[Material for the task]
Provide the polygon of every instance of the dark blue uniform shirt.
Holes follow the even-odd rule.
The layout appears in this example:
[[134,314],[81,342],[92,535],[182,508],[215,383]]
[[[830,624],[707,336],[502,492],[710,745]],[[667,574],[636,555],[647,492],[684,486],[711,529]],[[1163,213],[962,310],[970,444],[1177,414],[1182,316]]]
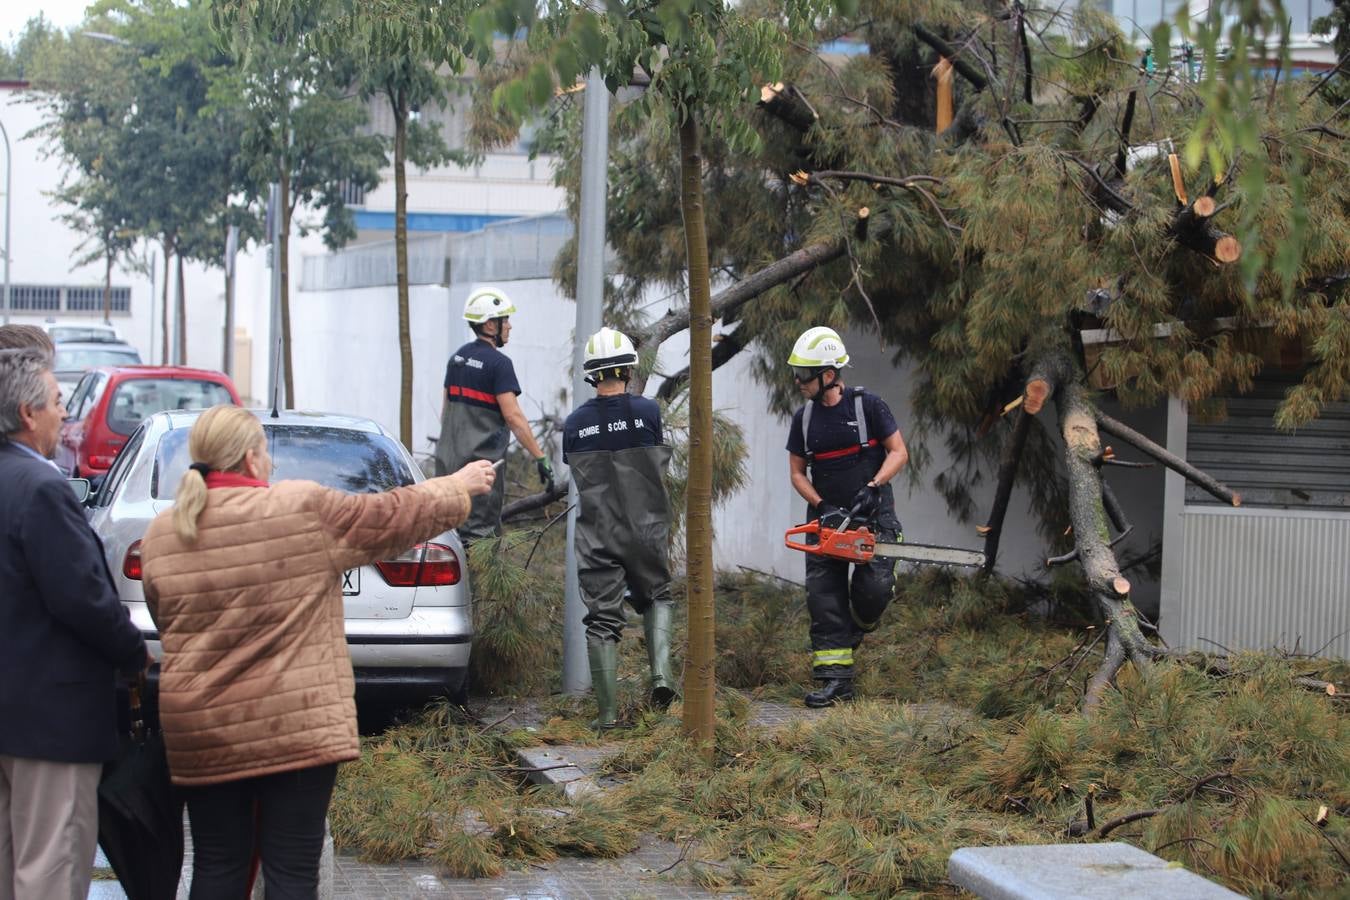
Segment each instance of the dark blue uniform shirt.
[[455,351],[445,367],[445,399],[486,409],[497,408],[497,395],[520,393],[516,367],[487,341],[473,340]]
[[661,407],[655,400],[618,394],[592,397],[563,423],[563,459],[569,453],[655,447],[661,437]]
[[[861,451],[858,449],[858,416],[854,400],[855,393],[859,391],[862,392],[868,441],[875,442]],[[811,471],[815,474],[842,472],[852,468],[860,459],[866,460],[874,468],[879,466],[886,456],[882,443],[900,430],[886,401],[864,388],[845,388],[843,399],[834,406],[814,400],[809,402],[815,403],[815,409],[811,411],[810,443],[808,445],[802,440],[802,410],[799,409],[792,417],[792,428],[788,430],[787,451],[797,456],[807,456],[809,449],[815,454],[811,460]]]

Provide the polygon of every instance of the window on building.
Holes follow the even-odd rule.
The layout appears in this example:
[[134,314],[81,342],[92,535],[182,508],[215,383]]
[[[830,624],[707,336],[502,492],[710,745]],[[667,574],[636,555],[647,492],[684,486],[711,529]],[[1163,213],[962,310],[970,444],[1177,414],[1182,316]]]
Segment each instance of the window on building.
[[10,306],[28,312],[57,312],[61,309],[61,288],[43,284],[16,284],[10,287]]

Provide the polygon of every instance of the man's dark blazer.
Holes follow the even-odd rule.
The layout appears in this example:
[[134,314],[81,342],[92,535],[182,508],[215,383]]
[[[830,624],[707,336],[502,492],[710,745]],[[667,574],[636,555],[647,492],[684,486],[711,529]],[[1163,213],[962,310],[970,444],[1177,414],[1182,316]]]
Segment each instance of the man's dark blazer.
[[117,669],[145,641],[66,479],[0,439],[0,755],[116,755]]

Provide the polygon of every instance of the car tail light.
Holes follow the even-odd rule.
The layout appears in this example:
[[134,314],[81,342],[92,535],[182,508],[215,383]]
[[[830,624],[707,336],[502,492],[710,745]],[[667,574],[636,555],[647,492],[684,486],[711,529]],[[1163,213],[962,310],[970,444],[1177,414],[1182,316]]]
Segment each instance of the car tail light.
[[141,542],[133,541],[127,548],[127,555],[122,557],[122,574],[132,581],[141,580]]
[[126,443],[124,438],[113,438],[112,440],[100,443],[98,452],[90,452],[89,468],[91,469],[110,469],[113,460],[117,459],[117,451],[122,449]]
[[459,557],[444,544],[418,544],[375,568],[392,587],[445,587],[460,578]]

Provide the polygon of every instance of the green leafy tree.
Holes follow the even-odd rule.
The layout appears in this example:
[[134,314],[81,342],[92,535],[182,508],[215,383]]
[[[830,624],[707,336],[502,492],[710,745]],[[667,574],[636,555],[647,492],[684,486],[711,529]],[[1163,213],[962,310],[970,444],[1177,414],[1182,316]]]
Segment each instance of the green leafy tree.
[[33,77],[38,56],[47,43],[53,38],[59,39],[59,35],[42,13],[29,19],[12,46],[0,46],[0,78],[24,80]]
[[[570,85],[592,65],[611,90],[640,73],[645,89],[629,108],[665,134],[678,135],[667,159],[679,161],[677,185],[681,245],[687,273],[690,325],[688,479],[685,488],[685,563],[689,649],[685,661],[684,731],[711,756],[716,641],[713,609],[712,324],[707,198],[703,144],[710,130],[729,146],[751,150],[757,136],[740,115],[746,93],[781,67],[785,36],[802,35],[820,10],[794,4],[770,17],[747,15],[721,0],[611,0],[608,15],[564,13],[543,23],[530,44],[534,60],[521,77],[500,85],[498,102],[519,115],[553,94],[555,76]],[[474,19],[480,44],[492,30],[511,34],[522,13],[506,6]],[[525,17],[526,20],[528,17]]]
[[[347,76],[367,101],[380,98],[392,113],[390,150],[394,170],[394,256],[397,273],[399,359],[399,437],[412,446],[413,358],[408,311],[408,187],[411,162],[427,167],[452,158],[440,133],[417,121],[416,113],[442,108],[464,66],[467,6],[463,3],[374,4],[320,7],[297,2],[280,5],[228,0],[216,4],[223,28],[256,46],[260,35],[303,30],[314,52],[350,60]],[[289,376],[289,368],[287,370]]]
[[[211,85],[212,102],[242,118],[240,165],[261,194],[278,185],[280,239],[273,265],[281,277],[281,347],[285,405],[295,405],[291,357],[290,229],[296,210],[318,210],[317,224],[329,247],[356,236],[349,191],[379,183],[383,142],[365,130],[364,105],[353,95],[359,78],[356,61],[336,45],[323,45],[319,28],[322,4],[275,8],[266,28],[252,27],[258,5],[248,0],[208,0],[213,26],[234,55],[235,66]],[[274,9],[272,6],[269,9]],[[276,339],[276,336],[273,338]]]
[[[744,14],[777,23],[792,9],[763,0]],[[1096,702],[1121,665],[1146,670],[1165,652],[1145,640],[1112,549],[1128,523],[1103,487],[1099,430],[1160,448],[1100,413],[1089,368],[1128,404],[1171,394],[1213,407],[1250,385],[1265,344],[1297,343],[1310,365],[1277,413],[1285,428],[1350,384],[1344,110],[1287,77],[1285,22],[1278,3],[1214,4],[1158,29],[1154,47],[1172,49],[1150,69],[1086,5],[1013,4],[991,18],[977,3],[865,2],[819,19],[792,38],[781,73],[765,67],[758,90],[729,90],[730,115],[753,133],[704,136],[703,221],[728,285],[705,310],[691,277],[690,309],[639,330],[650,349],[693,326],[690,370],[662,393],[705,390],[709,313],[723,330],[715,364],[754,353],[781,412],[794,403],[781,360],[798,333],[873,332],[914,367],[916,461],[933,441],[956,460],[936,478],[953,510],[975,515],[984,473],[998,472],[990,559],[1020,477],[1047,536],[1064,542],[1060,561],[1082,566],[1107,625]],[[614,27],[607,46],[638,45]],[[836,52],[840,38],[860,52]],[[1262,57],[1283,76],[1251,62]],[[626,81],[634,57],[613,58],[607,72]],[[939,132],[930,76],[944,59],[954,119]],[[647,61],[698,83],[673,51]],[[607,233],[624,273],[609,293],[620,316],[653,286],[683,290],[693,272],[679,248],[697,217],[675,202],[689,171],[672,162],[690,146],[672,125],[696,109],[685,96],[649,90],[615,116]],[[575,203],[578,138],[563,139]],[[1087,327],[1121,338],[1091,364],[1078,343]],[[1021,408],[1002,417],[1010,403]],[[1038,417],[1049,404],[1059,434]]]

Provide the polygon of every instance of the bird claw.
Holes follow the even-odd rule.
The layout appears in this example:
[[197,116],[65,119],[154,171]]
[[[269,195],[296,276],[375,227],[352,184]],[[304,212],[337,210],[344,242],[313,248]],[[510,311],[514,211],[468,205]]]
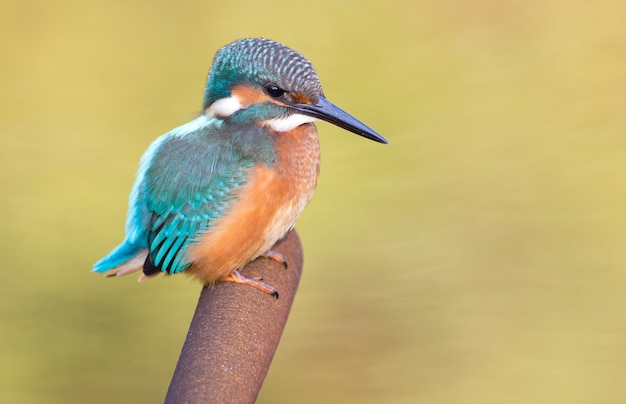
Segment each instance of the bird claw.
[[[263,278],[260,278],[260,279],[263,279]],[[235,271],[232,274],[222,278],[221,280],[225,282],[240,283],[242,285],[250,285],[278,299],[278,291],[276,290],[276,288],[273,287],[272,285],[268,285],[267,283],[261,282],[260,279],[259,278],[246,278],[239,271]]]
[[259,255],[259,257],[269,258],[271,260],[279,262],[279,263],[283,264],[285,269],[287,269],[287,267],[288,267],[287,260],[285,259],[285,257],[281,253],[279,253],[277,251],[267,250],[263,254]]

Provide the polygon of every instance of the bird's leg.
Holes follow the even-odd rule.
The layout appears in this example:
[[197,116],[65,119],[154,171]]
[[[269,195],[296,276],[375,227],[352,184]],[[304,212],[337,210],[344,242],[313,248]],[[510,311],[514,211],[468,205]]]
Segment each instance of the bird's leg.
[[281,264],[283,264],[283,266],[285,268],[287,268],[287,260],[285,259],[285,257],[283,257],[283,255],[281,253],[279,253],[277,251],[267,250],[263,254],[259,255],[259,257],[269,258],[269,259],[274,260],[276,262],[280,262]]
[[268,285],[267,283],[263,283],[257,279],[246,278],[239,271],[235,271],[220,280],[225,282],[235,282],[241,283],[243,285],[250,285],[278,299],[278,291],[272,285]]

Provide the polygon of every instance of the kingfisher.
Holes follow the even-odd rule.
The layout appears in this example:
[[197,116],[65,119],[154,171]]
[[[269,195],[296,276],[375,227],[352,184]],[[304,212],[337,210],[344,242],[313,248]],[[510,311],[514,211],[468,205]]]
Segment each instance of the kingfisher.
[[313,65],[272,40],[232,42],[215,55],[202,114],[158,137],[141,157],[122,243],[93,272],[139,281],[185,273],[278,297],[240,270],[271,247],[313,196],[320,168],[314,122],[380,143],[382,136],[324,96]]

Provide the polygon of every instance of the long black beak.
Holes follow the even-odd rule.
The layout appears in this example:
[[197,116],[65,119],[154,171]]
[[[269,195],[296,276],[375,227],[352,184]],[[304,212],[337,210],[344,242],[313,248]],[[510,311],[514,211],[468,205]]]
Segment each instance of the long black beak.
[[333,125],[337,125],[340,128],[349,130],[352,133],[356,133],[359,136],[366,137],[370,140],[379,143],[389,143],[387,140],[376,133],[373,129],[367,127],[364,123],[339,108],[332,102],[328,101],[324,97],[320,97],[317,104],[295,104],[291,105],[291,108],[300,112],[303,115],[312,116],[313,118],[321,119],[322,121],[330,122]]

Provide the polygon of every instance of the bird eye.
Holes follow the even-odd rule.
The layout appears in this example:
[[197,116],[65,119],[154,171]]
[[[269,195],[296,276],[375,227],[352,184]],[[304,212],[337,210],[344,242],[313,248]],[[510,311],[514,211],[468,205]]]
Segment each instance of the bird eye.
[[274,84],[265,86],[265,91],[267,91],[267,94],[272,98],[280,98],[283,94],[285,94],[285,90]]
[/Material for the task]
Please transcribe only the lines in the records above running from the line that has "Segment each instance of the window" through the line that has "Provide the polygon of every instance of the green", both included, exactly as they appear.

Segment each instance of the window on building.
[[10,306],[28,312],[57,312],[61,309],[61,288],[43,284],[16,284],[10,287]]

Provide the polygon of every instance of the man's dark blazer.
Holes follow the even-odd rule.
The layout appears in this example:
[[134,314],[81,342],[92,535],[182,508],[215,383]]
[[[830,624],[707,336],[502,492],[710,745]],[[667,574],[636,555],[647,492],[684,486],[711,529]],[[1163,213],[962,310],[970,444],[1177,414],[1182,316]]]
Segment each instance of the man's dark blazer.
[[117,669],[145,641],[66,479],[0,439],[0,755],[116,755]]

Provide the polygon of every instance of the car tail light.
Holes follow the even-odd rule.
The layout appears in this example:
[[134,314],[81,342],[92,535],[182,508],[215,383]]
[[[830,624],[707,336],[502,492],[710,745]],[[667,574],[636,555],[647,492],[684,486],[711,529]],[[1163,213],[962,310],[970,444],[1177,414],[1182,316]]]
Segment each instance of the car tail light.
[[141,542],[133,541],[127,548],[127,555],[122,557],[122,574],[132,581],[141,580]]
[[126,443],[124,438],[113,438],[112,440],[100,443],[98,452],[90,452],[89,468],[91,469],[110,469],[113,460],[117,459],[117,451],[122,449]]
[[459,557],[444,544],[418,544],[375,568],[392,587],[445,587],[460,578]]

Provide the polygon of every instance of the green leafy tree.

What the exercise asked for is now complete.